* [STUDY TEXT]:
-----

- Born: Maria Virginia Andreescu 21 June 1894 Bucharest, Romania
- Died: 6 May 1962 (aged 67) Bucharest, Romania
- Occupation: architect
- Years active: 1923–1947
- Known for: First Romanian woman to graduate with a degree in architecture First Romanian Architectural Inspector General

= Virginia Andreescu Haret =

Romanian architect

Virginia Andreescu Haret (1894–1962) was a Romanian architect and is credited as the first woman to graduate with a degree in architecture in Romania. She is also the first woman to reach the rank of Romanian Architectural Inspector General.

==Biography==
Maria Virginia Andreescu was born on 21 June 1894 in Bucharest, Romania, and was the niece of the painter Ion Andreescu. Her mother died when she was nine years old and Andreescu took charge at that point for raising her three younger siblings. In 1912, she graduated from high school at the Mihai Viteazul High School. She enrolled in the
Superior School of Architecture and was the first woman to graduate with a degree in architecture in 1919, having earned the highest distinction award "very good". Simultaneously with her studies for a degree in architecture, Andreescu was attending the Academy of Fine Arts, studying under Ipolit Strâmbu. In 1920, Strâmbu organized a showing of 66 of Andreescu's works including drawings, sketches, and watercolors. They were well received and Historical Monuments Commission bought 28 of them for permanent display.

-----

* [DATA PROVIDED]:
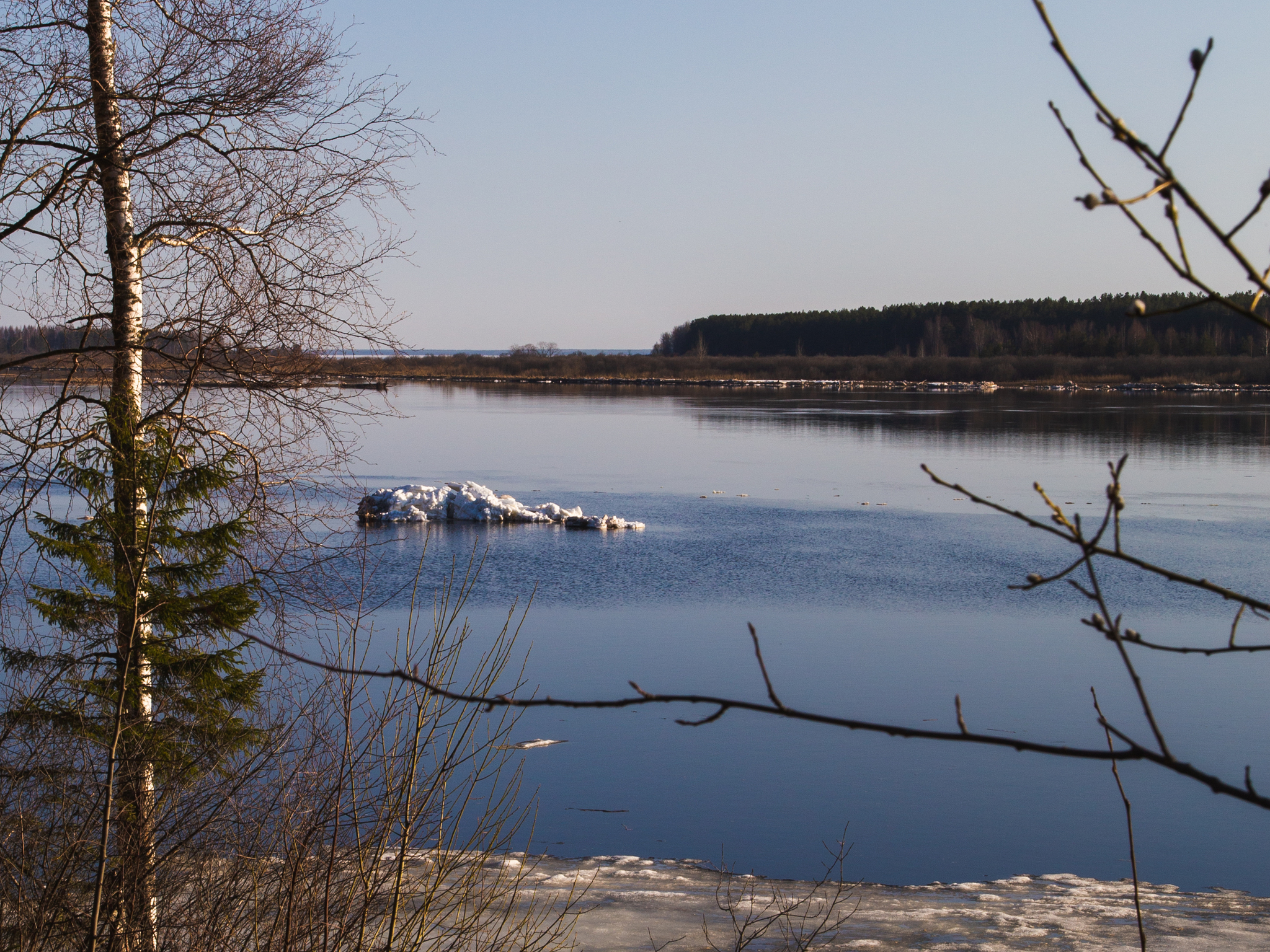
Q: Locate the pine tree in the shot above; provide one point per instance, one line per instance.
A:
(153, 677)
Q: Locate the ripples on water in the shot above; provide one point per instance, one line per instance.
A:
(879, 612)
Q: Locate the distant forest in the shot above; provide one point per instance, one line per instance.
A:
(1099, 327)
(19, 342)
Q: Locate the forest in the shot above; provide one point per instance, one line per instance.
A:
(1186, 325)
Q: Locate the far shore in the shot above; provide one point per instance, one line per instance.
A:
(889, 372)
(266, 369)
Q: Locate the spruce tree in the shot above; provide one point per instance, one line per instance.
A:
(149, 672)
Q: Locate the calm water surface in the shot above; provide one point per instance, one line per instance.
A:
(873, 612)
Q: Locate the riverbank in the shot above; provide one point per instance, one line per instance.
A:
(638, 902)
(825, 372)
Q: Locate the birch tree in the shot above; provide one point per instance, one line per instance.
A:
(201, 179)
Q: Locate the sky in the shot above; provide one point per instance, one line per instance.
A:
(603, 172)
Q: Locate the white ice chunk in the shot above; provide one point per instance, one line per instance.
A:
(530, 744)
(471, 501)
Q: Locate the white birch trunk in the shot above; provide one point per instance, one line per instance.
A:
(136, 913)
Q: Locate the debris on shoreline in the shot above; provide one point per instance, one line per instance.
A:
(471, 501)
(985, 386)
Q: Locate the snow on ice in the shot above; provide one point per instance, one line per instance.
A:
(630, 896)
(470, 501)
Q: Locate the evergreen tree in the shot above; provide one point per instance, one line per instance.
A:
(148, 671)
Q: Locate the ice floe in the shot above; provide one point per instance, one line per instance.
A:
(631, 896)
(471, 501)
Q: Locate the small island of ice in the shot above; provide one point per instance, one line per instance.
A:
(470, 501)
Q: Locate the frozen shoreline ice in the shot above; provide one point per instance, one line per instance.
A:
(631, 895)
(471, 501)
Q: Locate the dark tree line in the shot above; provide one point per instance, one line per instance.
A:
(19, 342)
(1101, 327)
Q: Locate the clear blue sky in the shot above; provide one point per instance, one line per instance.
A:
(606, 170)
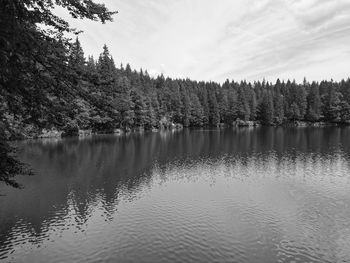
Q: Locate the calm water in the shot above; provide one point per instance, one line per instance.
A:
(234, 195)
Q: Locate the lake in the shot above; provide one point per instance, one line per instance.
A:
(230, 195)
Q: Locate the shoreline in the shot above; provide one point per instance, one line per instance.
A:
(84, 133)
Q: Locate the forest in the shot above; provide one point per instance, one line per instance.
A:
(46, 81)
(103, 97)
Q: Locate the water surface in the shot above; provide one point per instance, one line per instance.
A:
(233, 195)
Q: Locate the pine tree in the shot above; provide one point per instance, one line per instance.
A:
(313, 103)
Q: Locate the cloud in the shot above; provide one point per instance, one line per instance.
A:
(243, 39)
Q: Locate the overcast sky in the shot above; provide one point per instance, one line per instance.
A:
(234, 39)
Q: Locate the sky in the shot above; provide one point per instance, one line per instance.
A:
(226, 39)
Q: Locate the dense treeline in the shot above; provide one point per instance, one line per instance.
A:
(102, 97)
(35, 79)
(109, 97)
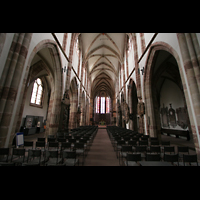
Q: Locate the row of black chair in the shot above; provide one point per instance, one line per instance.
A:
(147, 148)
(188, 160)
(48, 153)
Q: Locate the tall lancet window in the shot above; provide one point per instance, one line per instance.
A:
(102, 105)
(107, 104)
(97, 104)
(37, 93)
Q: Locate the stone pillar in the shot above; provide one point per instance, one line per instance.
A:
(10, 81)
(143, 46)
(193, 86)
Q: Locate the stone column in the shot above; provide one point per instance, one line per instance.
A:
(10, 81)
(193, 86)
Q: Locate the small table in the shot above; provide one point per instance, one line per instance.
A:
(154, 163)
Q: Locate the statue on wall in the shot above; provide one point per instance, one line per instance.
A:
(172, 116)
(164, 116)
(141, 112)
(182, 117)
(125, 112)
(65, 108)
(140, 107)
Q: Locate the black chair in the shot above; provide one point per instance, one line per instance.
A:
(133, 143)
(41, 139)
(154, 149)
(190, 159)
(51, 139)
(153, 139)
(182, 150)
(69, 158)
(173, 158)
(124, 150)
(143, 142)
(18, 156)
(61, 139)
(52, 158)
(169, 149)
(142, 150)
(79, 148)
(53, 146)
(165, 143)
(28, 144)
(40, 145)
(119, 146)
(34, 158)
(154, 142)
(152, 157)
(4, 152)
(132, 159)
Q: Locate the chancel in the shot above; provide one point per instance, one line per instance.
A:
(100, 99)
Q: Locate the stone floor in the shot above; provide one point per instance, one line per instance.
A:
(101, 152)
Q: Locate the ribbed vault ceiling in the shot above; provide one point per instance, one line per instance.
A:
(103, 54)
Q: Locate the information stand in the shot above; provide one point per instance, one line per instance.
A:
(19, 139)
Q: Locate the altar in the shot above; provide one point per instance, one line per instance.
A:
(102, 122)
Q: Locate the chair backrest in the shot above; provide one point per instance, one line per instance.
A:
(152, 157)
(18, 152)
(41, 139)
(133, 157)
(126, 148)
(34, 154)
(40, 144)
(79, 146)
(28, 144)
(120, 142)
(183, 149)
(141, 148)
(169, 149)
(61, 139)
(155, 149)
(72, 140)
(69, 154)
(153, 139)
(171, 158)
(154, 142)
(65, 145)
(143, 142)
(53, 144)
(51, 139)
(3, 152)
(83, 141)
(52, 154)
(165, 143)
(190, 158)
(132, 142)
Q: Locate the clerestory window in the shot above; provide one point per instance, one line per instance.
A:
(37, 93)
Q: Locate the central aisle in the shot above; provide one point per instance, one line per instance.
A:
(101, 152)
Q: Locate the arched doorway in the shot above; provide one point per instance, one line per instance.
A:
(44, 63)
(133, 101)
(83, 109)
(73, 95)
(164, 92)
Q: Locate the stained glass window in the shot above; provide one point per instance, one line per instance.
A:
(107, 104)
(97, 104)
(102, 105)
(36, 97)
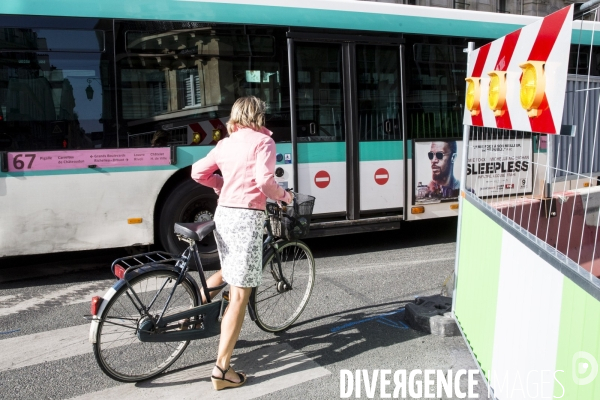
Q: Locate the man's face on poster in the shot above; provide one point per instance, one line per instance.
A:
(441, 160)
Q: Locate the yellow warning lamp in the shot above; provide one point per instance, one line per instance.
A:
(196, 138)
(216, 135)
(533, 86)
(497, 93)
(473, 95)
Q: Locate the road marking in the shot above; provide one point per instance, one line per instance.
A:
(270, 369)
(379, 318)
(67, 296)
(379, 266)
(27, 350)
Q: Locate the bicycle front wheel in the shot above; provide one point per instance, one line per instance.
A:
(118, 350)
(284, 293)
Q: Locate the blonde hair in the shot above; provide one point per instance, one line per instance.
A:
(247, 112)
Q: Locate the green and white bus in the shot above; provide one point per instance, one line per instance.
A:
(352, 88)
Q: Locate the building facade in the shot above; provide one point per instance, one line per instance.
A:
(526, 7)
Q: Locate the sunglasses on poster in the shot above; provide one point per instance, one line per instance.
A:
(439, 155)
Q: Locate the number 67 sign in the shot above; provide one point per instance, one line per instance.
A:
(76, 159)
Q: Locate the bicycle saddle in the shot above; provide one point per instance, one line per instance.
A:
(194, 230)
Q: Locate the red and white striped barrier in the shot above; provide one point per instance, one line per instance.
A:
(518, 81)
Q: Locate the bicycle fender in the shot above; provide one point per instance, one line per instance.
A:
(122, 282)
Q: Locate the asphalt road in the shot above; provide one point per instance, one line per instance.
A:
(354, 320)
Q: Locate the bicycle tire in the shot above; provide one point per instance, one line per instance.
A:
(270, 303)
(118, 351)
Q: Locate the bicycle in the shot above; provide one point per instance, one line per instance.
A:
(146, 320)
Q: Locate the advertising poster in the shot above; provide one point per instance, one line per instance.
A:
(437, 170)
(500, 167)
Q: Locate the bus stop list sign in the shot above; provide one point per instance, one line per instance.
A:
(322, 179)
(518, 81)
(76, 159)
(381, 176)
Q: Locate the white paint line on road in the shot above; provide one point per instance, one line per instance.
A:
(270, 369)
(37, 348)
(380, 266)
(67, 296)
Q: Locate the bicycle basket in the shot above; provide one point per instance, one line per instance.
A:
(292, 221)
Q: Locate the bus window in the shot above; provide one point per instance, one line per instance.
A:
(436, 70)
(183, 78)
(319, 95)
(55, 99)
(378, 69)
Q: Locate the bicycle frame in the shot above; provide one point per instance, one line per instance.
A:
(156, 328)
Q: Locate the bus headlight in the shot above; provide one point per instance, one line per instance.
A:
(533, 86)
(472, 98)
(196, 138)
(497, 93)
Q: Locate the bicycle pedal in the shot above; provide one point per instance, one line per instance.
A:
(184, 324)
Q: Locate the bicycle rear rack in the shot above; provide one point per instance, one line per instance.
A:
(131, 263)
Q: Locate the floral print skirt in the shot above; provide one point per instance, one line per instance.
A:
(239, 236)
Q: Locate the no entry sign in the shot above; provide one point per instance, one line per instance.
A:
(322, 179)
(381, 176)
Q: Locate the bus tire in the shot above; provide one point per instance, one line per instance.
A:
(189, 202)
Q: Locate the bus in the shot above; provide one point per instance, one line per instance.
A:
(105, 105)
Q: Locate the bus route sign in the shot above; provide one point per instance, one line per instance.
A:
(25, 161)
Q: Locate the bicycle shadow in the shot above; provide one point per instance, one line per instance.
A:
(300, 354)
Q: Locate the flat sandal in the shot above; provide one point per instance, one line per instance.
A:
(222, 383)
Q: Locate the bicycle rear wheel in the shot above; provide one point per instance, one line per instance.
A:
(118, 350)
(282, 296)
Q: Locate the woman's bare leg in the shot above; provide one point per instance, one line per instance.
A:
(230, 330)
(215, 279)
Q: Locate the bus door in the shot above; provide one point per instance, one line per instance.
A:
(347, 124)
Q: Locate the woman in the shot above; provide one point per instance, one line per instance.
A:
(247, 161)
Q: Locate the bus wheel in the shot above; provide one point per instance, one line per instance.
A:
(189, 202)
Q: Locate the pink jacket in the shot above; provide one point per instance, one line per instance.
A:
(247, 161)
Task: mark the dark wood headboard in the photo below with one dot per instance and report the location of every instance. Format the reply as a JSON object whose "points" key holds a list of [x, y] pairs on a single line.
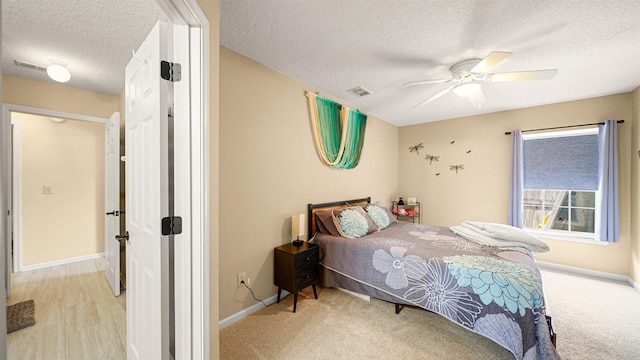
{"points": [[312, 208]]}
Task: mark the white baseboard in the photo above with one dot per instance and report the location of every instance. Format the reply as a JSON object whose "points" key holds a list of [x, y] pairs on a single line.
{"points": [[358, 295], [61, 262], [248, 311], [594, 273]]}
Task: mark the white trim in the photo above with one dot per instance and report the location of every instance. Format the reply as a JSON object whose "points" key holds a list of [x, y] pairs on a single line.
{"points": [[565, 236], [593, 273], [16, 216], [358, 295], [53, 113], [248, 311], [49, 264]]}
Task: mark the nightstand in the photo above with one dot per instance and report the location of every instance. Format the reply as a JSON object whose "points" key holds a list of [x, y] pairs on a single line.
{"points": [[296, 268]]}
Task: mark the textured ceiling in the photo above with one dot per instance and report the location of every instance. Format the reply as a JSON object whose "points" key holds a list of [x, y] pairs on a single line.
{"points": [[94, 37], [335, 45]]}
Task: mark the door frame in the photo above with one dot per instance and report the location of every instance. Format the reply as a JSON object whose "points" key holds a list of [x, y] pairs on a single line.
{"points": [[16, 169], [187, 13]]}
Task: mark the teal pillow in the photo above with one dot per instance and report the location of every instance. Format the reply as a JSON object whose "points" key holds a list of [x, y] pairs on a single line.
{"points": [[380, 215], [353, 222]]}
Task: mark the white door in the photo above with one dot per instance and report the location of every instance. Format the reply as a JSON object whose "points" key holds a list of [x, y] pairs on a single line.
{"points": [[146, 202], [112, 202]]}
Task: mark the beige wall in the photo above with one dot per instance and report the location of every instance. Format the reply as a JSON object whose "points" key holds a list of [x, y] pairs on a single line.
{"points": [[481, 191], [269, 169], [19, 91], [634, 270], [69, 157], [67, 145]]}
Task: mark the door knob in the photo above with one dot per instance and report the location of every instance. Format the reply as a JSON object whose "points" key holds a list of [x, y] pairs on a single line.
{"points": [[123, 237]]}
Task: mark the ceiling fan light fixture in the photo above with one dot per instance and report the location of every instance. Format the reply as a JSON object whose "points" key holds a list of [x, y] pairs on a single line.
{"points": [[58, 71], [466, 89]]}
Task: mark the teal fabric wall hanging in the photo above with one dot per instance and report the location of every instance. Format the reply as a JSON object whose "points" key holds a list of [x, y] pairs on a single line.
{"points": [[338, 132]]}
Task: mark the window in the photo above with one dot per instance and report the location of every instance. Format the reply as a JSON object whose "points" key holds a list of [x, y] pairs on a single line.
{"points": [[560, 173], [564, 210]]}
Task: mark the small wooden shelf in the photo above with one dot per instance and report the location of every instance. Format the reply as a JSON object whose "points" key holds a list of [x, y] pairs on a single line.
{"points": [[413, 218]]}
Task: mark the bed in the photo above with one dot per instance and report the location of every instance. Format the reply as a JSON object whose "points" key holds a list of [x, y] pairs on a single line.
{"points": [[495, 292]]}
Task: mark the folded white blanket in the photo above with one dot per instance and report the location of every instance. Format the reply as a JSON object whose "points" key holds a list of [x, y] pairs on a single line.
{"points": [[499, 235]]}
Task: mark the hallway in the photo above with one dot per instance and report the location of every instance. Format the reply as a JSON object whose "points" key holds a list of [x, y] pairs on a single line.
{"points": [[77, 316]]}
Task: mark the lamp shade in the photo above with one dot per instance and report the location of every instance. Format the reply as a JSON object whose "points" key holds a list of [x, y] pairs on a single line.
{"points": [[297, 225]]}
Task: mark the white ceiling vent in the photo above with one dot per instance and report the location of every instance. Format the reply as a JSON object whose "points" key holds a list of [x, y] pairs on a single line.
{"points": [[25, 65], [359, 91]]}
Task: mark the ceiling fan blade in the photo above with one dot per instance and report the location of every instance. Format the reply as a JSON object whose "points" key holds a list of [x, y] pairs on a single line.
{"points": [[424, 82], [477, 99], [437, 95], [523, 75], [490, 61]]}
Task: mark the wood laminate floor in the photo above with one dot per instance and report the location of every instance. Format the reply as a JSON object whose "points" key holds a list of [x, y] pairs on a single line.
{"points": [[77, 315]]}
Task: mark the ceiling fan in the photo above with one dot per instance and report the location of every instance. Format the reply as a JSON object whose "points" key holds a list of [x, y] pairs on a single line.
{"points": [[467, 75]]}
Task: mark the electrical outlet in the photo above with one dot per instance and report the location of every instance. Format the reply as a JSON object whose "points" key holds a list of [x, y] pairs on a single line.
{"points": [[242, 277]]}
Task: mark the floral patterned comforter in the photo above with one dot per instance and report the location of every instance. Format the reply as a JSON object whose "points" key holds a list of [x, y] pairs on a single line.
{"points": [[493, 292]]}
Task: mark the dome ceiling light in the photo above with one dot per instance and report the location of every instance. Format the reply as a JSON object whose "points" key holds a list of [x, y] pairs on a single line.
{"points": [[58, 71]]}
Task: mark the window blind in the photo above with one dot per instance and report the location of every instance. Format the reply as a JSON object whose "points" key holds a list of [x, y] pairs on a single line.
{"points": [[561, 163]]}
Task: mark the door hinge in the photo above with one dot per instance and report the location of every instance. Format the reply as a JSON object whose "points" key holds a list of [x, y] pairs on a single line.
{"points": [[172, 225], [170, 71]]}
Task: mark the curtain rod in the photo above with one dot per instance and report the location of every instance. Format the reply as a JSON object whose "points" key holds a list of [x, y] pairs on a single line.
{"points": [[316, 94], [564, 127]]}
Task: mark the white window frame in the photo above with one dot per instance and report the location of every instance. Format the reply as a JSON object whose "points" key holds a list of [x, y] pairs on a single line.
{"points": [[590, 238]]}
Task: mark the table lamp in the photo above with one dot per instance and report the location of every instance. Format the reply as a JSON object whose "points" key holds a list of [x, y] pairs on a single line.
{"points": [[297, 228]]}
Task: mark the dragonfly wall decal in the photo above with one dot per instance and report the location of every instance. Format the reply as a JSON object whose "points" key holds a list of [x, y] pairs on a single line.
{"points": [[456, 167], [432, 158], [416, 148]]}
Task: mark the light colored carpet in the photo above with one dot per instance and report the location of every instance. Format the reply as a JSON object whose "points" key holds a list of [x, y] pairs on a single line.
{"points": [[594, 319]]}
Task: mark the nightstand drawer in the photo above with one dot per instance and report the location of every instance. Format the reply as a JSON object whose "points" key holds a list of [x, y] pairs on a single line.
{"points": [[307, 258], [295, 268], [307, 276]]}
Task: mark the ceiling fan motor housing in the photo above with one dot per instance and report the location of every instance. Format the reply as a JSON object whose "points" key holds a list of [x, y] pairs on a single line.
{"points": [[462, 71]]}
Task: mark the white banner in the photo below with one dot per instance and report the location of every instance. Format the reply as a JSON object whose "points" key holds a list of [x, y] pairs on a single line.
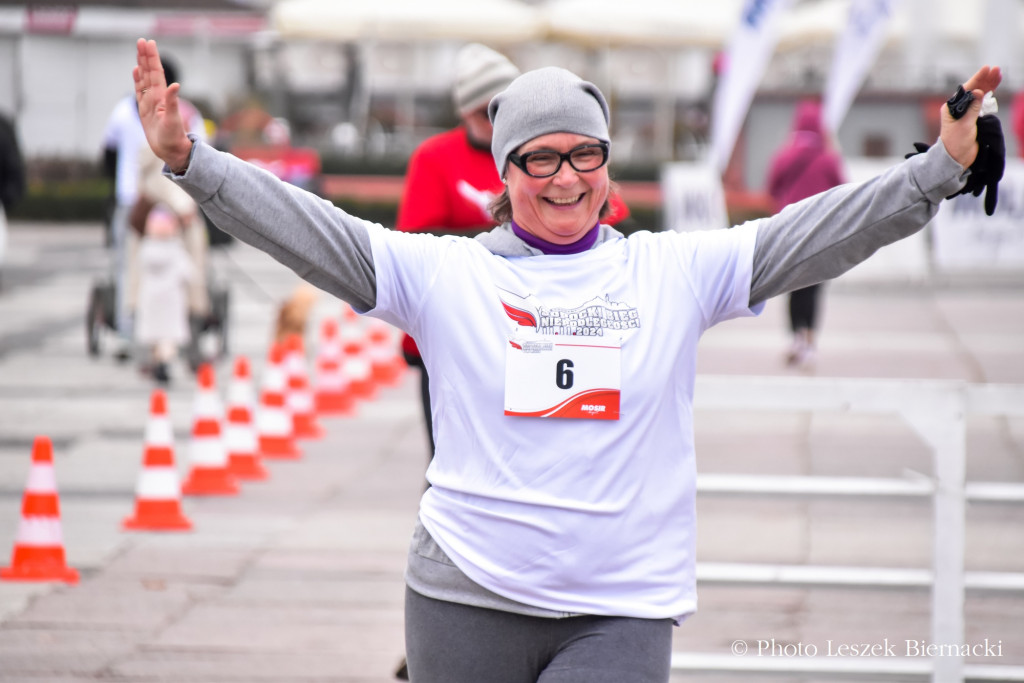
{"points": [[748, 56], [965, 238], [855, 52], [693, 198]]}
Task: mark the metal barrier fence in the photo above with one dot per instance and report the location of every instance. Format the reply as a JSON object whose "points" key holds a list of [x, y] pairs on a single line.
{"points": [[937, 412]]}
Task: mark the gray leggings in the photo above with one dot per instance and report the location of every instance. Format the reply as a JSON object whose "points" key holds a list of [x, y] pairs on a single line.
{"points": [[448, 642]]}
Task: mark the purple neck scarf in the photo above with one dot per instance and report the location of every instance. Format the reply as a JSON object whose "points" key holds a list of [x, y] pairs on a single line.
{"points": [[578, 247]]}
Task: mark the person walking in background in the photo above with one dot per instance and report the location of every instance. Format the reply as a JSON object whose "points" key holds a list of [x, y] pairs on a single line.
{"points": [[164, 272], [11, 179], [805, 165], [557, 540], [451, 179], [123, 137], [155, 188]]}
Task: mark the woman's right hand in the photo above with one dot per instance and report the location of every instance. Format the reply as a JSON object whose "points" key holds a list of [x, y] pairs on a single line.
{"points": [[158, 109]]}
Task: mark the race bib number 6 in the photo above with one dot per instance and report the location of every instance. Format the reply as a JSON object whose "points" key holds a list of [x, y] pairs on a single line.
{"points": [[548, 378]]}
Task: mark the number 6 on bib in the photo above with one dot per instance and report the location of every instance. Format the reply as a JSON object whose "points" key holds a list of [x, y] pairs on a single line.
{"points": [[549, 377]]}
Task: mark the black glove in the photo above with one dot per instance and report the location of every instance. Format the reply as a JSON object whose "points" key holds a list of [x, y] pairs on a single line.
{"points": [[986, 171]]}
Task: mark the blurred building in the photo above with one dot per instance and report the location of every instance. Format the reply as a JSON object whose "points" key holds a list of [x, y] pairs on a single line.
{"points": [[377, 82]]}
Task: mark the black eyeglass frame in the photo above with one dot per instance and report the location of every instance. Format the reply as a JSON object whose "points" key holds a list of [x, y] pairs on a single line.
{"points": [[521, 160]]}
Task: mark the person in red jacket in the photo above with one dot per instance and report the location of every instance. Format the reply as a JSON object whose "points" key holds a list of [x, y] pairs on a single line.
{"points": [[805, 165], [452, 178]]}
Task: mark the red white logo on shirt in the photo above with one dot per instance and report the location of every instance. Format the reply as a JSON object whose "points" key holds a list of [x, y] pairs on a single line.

-----

* [TASK]:
Answer these questions from the text about Virginia Andreescu Haret:
1. At which high school did she graduate in 1912?
2. Which painter was her uncle?
3. How many of her works did the Historical Monuments Commission buy?

* [RESPONSE AREA]:
1. Mihai Viteazul High School
2. Ion Andreescu
3. 28